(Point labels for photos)
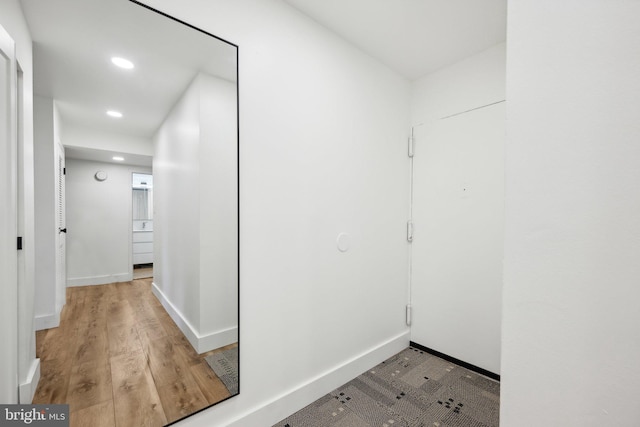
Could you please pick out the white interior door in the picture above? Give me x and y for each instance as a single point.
(61, 236)
(8, 222)
(458, 215)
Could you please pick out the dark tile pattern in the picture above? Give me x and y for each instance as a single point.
(410, 389)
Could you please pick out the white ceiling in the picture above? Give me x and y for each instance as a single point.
(412, 37)
(74, 41)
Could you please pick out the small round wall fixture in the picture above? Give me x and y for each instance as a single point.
(343, 241)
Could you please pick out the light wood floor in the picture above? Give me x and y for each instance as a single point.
(118, 359)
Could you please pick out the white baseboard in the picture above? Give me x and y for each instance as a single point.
(28, 389)
(99, 280)
(295, 399)
(200, 342)
(47, 321)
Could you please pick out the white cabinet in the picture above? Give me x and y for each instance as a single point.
(142, 247)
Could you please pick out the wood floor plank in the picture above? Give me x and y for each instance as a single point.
(40, 337)
(136, 400)
(123, 339)
(166, 363)
(92, 341)
(54, 381)
(210, 385)
(182, 397)
(118, 359)
(90, 384)
(100, 415)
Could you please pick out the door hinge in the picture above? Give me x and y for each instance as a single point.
(410, 231)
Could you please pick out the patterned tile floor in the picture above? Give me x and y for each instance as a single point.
(411, 389)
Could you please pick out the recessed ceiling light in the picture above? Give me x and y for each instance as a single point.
(122, 63)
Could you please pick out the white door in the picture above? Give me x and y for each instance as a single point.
(61, 232)
(8, 222)
(458, 204)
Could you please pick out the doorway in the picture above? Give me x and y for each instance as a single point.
(142, 225)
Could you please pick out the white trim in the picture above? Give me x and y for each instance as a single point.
(47, 321)
(99, 280)
(200, 342)
(297, 398)
(28, 389)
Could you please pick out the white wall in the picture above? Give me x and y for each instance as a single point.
(98, 222)
(322, 131)
(218, 207)
(78, 136)
(176, 211)
(12, 20)
(46, 311)
(471, 83)
(464, 268)
(571, 322)
(196, 250)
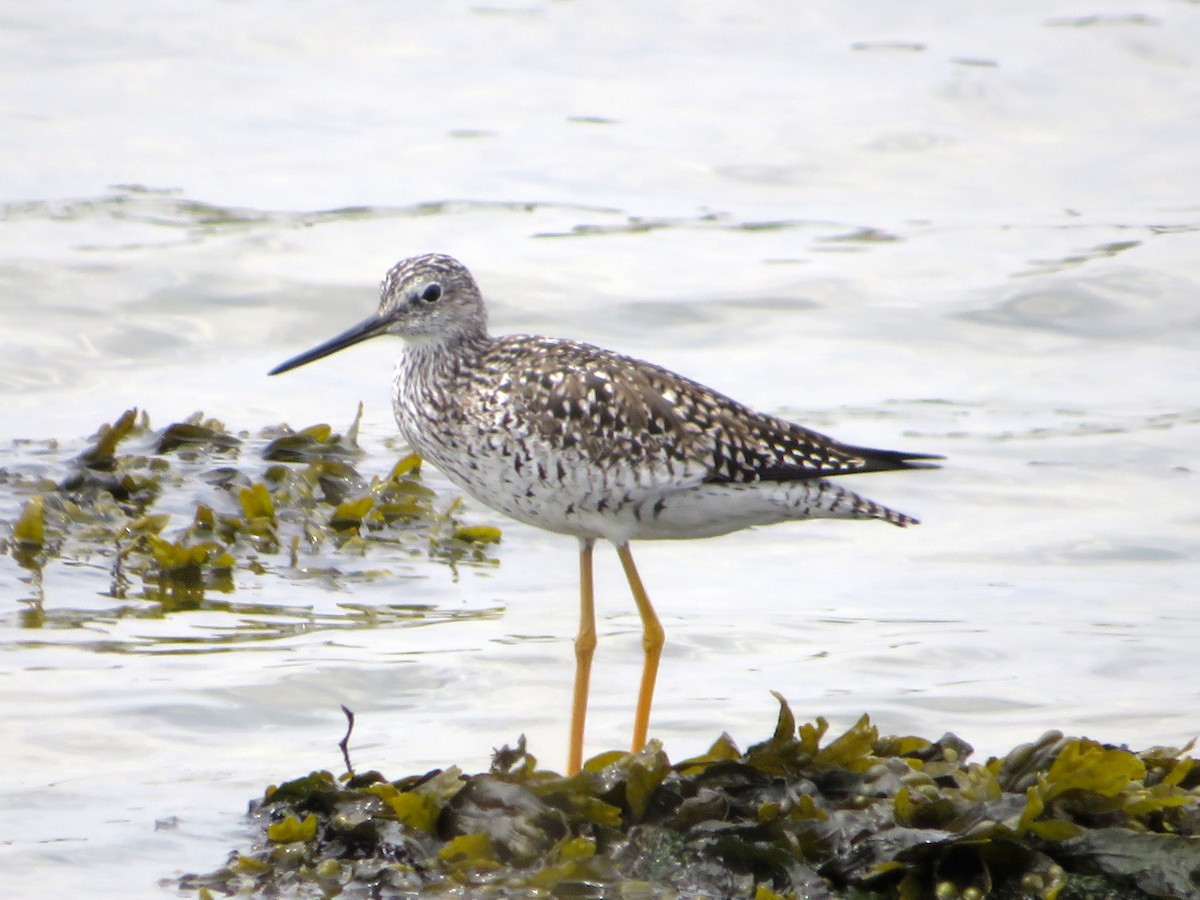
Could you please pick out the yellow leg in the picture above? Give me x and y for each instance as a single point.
(585, 646)
(652, 646)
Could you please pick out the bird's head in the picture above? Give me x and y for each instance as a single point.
(426, 299)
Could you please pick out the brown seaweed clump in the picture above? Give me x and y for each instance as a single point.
(795, 816)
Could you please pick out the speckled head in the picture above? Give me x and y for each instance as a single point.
(426, 299)
(432, 297)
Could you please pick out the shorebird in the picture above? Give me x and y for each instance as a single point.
(586, 442)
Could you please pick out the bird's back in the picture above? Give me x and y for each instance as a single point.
(576, 438)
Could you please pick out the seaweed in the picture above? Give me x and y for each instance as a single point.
(795, 816)
(187, 513)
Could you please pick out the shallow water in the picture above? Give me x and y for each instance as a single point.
(972, 234)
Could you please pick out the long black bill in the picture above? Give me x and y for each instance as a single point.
(369, 328)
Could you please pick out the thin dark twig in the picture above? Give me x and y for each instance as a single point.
(345, 743)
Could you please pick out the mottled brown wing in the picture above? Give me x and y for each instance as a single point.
(613, 409)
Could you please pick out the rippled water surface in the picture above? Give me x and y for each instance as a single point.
(971, 233)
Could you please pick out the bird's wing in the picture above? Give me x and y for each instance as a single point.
(613, 409)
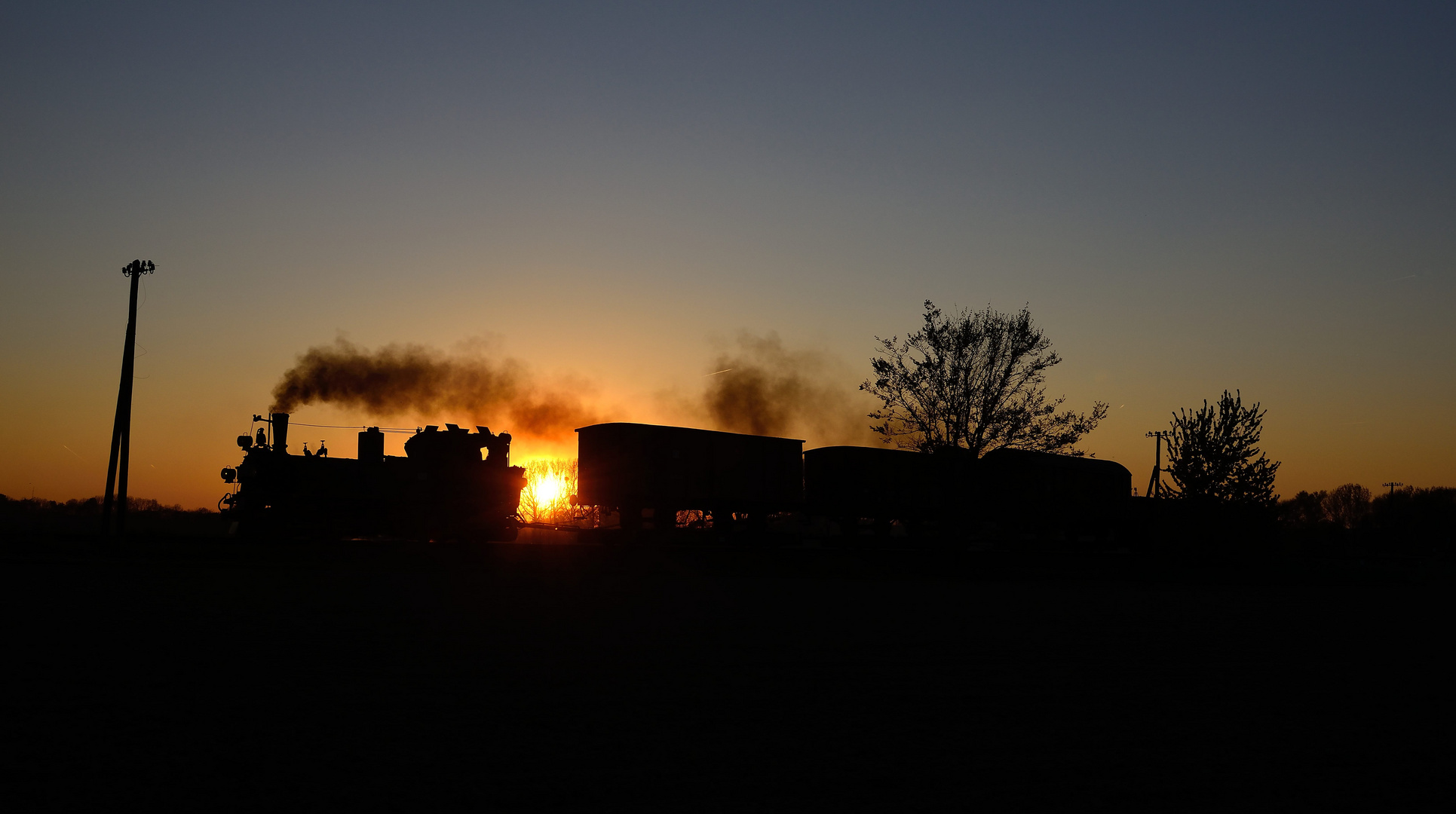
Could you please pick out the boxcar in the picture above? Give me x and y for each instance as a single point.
(654, 471)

→ **Exercise description**
Output the stretch of the data from the line containing "Could you please pick out the bird's wing" through the end as a Markdown table with the columns Row and Line. Leave out blank lines and the pictures.

→ **Complete answer**
| Row | Line |
|---|---|
| 1 | Could you please pick out the bird's wing in the picture above? Give me x and y for each instance as a single point. |
| 2 | (613, 409) |
| 3 | Could you please pick out the boxcar in the picture above? Give me x and y for each instance as a single point. |
| 4 | (654, 471) |